Segment Start: SOURCE MATERIAL
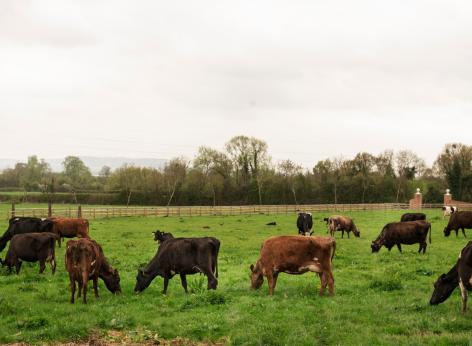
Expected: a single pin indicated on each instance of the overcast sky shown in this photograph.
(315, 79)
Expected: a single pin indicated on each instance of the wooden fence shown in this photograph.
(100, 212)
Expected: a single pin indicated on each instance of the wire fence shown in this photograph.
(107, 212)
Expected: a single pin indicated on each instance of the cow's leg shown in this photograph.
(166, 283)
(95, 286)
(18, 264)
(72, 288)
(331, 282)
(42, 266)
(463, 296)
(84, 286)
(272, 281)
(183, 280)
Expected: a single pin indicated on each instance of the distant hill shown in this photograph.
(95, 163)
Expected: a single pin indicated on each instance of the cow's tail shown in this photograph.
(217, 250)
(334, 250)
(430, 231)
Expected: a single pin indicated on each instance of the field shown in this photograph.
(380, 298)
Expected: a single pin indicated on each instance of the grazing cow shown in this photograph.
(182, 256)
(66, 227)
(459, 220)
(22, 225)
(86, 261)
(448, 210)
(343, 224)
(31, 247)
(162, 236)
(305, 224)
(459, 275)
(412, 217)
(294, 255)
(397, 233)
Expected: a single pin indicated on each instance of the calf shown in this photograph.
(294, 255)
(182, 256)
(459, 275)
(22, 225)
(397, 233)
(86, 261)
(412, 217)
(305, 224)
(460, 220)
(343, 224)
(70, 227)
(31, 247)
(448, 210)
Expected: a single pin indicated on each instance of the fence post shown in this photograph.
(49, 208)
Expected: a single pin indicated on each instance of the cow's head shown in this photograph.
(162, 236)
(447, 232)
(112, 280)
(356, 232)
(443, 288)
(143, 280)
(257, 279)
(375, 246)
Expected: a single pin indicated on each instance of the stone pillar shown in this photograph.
Segment End: SOURCE MATERIAL
▶ _TASK STATEMENT_: Transcribe every entry above exactly. Omit all pictures.

▶ _RESULT OF THIS EXERCISE_:
Expected: a single pin indicated on each instance of the overcast sky shown in this photograph.
(315, 79)
Expected: a single pin indicated on each instance of the wooden fence shown in this photograph.
(100, 212)
Expected: a single pin indicated on each instance of the wire fence shown in this photograph.
(107, 212)
Expected: a single pin indicated on each instance of the cow's leg shown in this photograph.
(166, 283)
(95, 286)
(18, 264)
(72, 288)
(331, 282)
(42, 266)
(463, 296)
(84, 286)
(272, 281)
(183, 280)
Expected: a single pin indicated on each instance of the distant hill shown in this photograph.
(95, 163)
Expected: a single pin indicated on each instance of the cow's tail shown in this photograph.
(217, 250)
(334, 250)
(430, 231)
Expected: a single pin indicated on each instance of the field shown in this photograph.
(380, 298)
Expected: a single pin indicated on each instance of the grazing cow shown in this photograph.
(182, 256)
(66, 227)
(459, 220)
(22, 225)
(86, 261)
(448, 210)
(343, 224)
(31, 247)
(162, 236)
(305, 224)
(459, 275)
(412, 217)
(294, 255)
(397, 233)
Expected: a single pin indicated on each instance of the calf shown in this photograph.
(294, 255)
(182, 256)
(459, 275)
(22, 225)
(397, 233)
(86, 261)
(412, 217)
(305, 224)
(460, 220)
(343, 224)
(70, 227)
(31, 247)
(448, 210)
Expected: a single pin indicated on each instance of the fence post shown in this photograph.
(49, 208)
Expected: a single pin indicated on each instance of the cow's head shown in this photograph.
(162, 236)
(447, 232)
(112, 280)
(356, 232)
(443, 288)
(143, 280)
(257, 279)
(375, 246)
Expected: a single pin indicated on each instance of the stone pillar shown in this photograph.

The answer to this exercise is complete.